**Task input:**
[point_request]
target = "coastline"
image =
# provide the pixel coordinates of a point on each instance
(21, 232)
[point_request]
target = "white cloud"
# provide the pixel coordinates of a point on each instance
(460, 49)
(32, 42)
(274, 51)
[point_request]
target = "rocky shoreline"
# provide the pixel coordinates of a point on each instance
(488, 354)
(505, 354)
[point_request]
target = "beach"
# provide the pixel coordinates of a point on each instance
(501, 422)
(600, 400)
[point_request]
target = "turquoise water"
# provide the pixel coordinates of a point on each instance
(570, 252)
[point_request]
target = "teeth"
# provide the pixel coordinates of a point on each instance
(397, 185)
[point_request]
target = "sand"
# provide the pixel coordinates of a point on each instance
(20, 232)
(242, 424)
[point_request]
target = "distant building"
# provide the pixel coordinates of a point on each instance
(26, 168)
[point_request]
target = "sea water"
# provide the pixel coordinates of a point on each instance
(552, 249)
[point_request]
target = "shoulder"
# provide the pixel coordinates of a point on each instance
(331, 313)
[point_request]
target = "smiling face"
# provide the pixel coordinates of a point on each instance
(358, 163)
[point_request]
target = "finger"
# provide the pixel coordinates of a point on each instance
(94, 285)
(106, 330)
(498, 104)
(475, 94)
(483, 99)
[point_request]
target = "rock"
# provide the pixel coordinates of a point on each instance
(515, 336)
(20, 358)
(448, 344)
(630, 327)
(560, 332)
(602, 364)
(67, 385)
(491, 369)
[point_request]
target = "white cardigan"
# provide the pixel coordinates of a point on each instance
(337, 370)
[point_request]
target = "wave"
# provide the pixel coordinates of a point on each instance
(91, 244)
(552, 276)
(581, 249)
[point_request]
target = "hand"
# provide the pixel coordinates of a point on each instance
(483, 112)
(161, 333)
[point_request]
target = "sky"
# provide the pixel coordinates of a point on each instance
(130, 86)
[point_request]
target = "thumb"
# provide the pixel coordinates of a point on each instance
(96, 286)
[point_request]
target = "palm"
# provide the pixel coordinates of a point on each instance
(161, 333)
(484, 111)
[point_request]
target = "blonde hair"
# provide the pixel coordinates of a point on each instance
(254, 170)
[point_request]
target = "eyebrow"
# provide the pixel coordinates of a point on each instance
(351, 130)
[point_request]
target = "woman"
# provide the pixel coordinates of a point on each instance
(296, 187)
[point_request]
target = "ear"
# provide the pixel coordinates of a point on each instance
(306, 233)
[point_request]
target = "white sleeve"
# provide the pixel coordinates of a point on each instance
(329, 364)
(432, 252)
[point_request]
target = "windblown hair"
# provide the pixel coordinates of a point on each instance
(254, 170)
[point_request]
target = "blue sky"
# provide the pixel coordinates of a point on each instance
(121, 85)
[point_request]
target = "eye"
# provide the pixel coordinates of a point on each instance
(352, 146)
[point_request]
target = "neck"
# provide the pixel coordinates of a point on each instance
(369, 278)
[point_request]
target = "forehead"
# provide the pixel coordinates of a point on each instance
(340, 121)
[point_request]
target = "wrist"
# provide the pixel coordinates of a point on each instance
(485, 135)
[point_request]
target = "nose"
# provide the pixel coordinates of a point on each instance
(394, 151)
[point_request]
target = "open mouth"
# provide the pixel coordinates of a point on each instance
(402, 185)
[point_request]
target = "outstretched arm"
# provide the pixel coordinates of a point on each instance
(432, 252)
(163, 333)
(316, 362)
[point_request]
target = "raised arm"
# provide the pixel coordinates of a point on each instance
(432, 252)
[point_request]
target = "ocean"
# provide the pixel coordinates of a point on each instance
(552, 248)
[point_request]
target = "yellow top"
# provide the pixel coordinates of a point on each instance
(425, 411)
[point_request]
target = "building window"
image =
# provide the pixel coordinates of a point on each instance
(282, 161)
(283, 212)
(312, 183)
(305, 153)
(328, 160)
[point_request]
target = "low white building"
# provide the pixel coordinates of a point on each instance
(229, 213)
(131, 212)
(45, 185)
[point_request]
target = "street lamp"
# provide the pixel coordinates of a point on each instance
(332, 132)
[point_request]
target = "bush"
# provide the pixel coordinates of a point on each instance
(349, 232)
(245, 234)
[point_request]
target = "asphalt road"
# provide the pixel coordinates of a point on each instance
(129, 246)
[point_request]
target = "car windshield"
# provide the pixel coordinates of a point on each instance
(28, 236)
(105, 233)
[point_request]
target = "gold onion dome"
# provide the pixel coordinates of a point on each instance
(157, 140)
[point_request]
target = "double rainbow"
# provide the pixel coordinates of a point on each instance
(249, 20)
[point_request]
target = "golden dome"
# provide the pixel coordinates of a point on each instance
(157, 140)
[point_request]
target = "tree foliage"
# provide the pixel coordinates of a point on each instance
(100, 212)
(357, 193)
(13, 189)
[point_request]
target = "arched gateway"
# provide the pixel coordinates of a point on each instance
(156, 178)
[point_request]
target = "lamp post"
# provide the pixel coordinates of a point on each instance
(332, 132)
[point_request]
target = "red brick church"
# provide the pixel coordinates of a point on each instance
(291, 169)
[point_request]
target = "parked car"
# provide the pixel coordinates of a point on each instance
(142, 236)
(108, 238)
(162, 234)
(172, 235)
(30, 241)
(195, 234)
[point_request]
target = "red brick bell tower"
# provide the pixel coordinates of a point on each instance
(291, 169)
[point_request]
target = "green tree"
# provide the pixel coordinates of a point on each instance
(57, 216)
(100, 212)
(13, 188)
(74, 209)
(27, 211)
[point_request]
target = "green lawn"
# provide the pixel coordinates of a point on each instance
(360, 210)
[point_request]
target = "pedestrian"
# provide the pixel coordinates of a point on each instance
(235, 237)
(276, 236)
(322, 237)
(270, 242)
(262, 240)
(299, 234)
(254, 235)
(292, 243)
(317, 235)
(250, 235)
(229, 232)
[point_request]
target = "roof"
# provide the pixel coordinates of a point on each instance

**Task brief:** Transcribe the material exactly as it reads.

**Solution to the exercise:**
[point_request]
target = "coastline"
image =
# provide the pixel coordinates of a point on each instance
(21, 232)
[point_request]
target = "white cloud"
# provide the pixel coordinates of a point on each instance
(460, 49)
(32, 42)
(274, 51)
[point_request]
target = "rocky shoreline"
# provide the pixel coordinates of a point on each instance
(488, 354)
(505, 354)
[point_request]
target = "beach"
# provide the pixel coordinates of a point on each instance
(501, 422)
(600, 400)
[point_request]
target = "turquoise water"
# provide the pixel coordinates of a point on each instance
(570, 252)
[point_request]
target = "teeth"
# provide the pixel coordinates of a point on each instance
(397, 185)
[point_request]
target = "sand"
# provide the pixel coordinates of a point on each instance
(20, 232)
(242, 424)
[point_request]
target = "distant building"
# provide the pixel coordinates of a point on each instance
(26, 168)
[point_request]
target = "sea water"
# provide the pixel coordinates of a point on each instance
(552, 249)
[point_request]
target = "shoulder"
# provide the pixel coordinates of a point on each instance
(331, 313)
[point_request]
target = "smiling face"
# provide the pixel coordinates of a point on each instance
(358, 163)
[point_request]
target = "finger"
# provide the pixel coordinates of a point on each instance
(94, 285)
(106, 330)
(498, 104)
(475, 94)
(483, 99)
[point_request]
target = "rock"
# provide the pixel coordinates of a point on each instance
(515, 336)
(20, 358)
(448, 344)
(630, 327)
(560, 332)
(602, 364)
(67, 385)
(491, 369)
[point_request]
target = "white cardigan"
# provide the pixel coordinates of a point on each instance
(337, 370)
[point_request]
target = "wave"
# provide the pixel coordinates of a point on each instance
(91, 244)
(552, 276)
(581, 249)
[point_request]
target = "hand"
# provide the pixel coordinates of a point on each instance
(483, 112)
(161, 333)
[point_request]
target = "sky"
# provide the pixel coordinates of a point on each instance
(130, 86)
[point_request]
target = "thumb"
# provide the pixel coordinates of a point on each instance
(96, 286)
[point_request]
target = "palm"
# provide the pixel coordinates of a point on each instance
(161, 333)
(484, 111)
[point_request]
target = "blonde hair"
# provide the pixel coordinates of a point on each instance
(254, 170)
[point_request]
target = "eyebrow"
# provide the pixel coordinates of a point on each instance
(351, 130)
[point_request]
target = "woman"
# provide the pixel coordinates of a point on each instance
(296, 187)
[point_request]
target = "ear"
# provide the pixel coordinates of a point on each instance
(306, 233)
[point_request]
target = "white sleeve"
# provide the pixel coordinates of a point on each instance
(329, 364)
(432, 252)
[point_request]
target = "windblown hair"
# provide the pixel coordinates of a point on each instance
(254, 170)
[point_request]
target = "blue sky"
# provide the pixel coordinates of a point on each instance
(121, 85)
[point_request]
target = "eye"
# provide the pixel coordinates of a point on each instance
(352, 146)
[point_request]
target = "neck"
# provide the pixel coordinates of a point on each instance
(369, 278)
[point_request]
target = "forehead"
# provide the pixel coordinates of a point on each instance
(340, 121)
[point_request]
target = "wrist"
# provide the pixel coordinates of a point on each instance
(485, 135)
[point_request]
target = "nose"
# provide the pixel coordinates of a point on each instance
(394, 151)
[point_request]
target = "open mouth"
# provide the pixel coordinates of a point on each instance
(402, 185)
[point_request]
target = "outstretched arm"
# provide the pixel coordinates of a point on each instance
(432, 252)
(163, 333)
(316, 362)
[point_request]
target = "raised arm"
# provide the pixel coordinates of a point on each instance
(432, 252)
[point_request]
target = "ocean"
# provide the pixel coordinates of a point on each instance
(552, 248)
[point_request]
target = "yellow top"
# provide the pixel coordinates of a point on each instance
(425, 411)
[point_request]
target = "building window"
image =
# provide the pixel coordinates of a point on each instance
(282, 161)
(283, 212)
(312, 183)
(305, 153)
(328, 160)
[point_request]
target = "low white building"
# provide the pixel coordinates of a point on each instance
(229, 213)
(131, 212)
(45, 185)
[point_request]
target = "street lamp"
# provide the pixel coordinates of a point on each instance
(332, 132)
[point_request]
target = "bush"
# provide the pixel coordinates of a point on each instance
(349, 232)
(245, 234)
[point_request]
target = "asphalt road"
# provide the pixel coordinates of a point on each instance
(129, 246)
[point_request]
target = "car windshield"
# provide the pixel coordinates of a point on each instance
(28, 236)
(105, 233)
[point_request]
target = "gold onion dome"
# provide the pixel coordinates of a point on each instance
(157, 140)
[point_request]
target = "double rainbow"
# provide the pixel coordinates of a point on each instance
(249, 20)
[point_request]
target = "golden dome"
# provide the pixel coordinates of a point on each instance
(157, 140)
[point_request]
target = "tree foliage"
# provide the pixel coordinates of a point on each instance
(100, 212)
(357, 193)
(13, 189)
[point_request]
target = "arched gateway"
# provide the pixel coordinates of a point on each instance
(156, 178)
[point_request]
target = "lamp post"
# provide the pixel coordinates of a point on each instance
(332, 132)
[point_request]
target = "red brick church"
# provide the pixel coordinates of a point on each instance
(291, 169)
[point_request]
target = "parked car"
# provide the pixel coordinates of a point on each instance
(142, 236)
(108, 238)
(162, 234)
(172, 235)
(30, 241)
(195, 234)
[point_request]
target = "red brick bell tower"
# provide the pixel coordinates of a point on each instance
(291, 169)
[point_request]
target = "green tree"
# provide the pixel coordinates of a point on each instance
(57, 216)
(100, 212)
(13, 188)
(74, 209)
(27, 211)
[point_request]
target = "green lawn"
# provide the pixel coordinates of a point on each instance
(360, 210)
[point_request]
target = "pedestrian"
# provide the pixel coordinates of a point on each instance
(235, 237)
(276, 236)
(322, 237)
(270, 242)
(262, 240)
(299, 234)
(254, 235)
(292, 243)
(317, 235)
(250, 235)
(229, 232)
[point_request]
target = "roof"
# provide the pixel coordinates of a point on each instance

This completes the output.